**WHAT YOU NEED TO DO:** Reproduce the records below word for word, starting with the line that contains "Where in the photo above do you see the wristwatch?" and continuing through the line that contains "[106,133,124,141]", both included.

**TASK MATERIAL:**

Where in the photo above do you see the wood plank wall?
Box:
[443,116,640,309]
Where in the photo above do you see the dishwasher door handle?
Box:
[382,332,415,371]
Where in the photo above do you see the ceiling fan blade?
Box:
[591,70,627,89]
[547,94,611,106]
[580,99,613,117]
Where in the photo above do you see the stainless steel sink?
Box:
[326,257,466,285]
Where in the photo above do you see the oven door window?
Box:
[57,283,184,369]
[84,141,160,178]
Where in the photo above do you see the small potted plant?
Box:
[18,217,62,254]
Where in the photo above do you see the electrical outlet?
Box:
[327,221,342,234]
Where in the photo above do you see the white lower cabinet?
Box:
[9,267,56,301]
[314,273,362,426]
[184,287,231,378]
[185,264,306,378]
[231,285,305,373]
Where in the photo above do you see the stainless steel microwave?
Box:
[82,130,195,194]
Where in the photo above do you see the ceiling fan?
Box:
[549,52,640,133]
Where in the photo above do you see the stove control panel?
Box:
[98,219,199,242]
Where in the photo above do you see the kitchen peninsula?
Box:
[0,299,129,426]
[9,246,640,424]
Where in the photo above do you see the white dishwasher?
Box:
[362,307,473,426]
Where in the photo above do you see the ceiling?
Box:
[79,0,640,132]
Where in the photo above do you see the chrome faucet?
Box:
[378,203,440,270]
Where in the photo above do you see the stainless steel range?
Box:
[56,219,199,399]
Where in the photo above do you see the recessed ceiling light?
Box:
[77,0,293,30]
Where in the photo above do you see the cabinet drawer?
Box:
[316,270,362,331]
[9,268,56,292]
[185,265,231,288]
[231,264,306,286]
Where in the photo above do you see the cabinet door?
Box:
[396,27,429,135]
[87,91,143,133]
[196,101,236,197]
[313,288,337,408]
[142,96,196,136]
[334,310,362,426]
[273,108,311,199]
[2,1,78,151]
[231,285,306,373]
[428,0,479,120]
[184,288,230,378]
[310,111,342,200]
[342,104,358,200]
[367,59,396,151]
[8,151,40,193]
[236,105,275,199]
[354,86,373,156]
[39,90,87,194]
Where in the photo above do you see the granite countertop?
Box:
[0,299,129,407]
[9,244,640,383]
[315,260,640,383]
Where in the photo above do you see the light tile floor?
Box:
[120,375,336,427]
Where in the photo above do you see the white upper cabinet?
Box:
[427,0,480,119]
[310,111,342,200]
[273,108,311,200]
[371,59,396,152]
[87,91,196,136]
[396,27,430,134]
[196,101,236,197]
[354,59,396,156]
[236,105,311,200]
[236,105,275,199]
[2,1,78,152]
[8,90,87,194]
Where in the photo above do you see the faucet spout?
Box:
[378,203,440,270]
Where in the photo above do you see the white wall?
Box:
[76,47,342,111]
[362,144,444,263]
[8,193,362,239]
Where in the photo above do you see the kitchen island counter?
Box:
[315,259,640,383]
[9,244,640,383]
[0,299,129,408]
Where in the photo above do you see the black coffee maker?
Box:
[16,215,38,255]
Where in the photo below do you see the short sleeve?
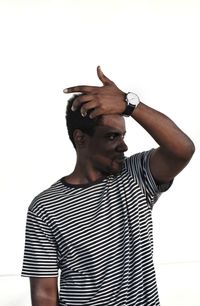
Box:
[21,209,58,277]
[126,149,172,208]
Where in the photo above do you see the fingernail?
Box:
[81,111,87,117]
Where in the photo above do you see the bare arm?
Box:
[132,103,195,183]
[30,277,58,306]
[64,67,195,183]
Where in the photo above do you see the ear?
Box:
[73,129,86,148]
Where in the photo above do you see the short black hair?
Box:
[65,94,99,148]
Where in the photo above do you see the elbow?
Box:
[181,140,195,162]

==

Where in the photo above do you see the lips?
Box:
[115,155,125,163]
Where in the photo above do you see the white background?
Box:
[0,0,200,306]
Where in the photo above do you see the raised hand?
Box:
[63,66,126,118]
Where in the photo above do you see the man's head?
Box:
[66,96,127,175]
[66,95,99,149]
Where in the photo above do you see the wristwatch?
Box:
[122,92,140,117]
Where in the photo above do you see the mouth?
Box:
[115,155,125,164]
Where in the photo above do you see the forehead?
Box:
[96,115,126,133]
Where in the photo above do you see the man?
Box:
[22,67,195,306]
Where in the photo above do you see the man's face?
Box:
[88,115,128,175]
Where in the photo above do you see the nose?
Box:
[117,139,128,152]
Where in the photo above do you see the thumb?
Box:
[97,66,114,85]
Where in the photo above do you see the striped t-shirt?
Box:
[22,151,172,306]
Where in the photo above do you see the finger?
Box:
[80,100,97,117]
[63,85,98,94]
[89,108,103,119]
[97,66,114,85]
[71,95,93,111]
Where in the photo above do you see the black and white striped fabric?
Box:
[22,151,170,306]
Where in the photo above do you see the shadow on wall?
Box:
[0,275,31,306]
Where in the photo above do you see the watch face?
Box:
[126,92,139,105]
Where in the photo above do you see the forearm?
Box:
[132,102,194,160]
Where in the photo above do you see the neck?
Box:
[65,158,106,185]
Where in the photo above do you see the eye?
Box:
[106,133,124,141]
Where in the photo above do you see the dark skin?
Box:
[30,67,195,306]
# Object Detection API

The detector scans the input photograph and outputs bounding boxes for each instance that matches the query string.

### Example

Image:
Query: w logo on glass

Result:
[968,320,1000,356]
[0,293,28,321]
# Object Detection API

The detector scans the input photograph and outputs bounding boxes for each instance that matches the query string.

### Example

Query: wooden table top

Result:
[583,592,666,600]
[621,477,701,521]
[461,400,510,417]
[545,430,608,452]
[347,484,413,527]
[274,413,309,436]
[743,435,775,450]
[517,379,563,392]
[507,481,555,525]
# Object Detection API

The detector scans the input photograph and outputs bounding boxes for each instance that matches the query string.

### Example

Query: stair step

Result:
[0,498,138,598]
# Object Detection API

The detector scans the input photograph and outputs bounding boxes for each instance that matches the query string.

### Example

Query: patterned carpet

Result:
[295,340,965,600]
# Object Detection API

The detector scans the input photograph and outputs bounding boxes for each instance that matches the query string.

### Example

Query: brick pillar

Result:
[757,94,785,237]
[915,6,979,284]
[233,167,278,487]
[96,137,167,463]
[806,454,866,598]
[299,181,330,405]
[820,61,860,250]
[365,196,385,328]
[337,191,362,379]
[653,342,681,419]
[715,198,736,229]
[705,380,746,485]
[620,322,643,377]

**RIGHT ANSWER:**
Where in the photo above do you see the wristwatch?
Box:
[122,92,140,117]
Where in the photo above do you see the mouth?
Box:
[115,155,125,164]
Where in the photo above do you see the forehead?
Box:
[96,115,126,133]
Where in the photo above do you see the man?
Box:
[22,67,195,306]
Where in the photo above do you see the man's face?
Box:
[88,115,128,175]
Where in the photo above do you see the nose?
Box:
[117,139,128,152]
Where in the photo above do you see the thumb?
Box:
[97,66,114,85]
Where in the photo above do you see the striped t-shirt?
Box:
[22,151,172,306]
Where in the photo above do you see the finger?
Box:
[80,100,97,117]
[63,85,98,94]
[89,108,103,119]
[97,66,114,85]
[71,95,93,111]
Where in the photo above do you see the black and white striped fabric?
Box:
[22,151,170,306]
Where in the photo above do you see the shadow on wall?
Box:
[0,275,31,306]
Where in the photo above do you see the watch face?
Box:
[126,92,139,105]
Where in the photo above do you see the forearm?
Box:
[132,102,194,160]
Where in the photo above do you see the neck?
Box:
[65,158,106,185]
Where in the photo above do you see the eye?
Box:
[106,133,124,141]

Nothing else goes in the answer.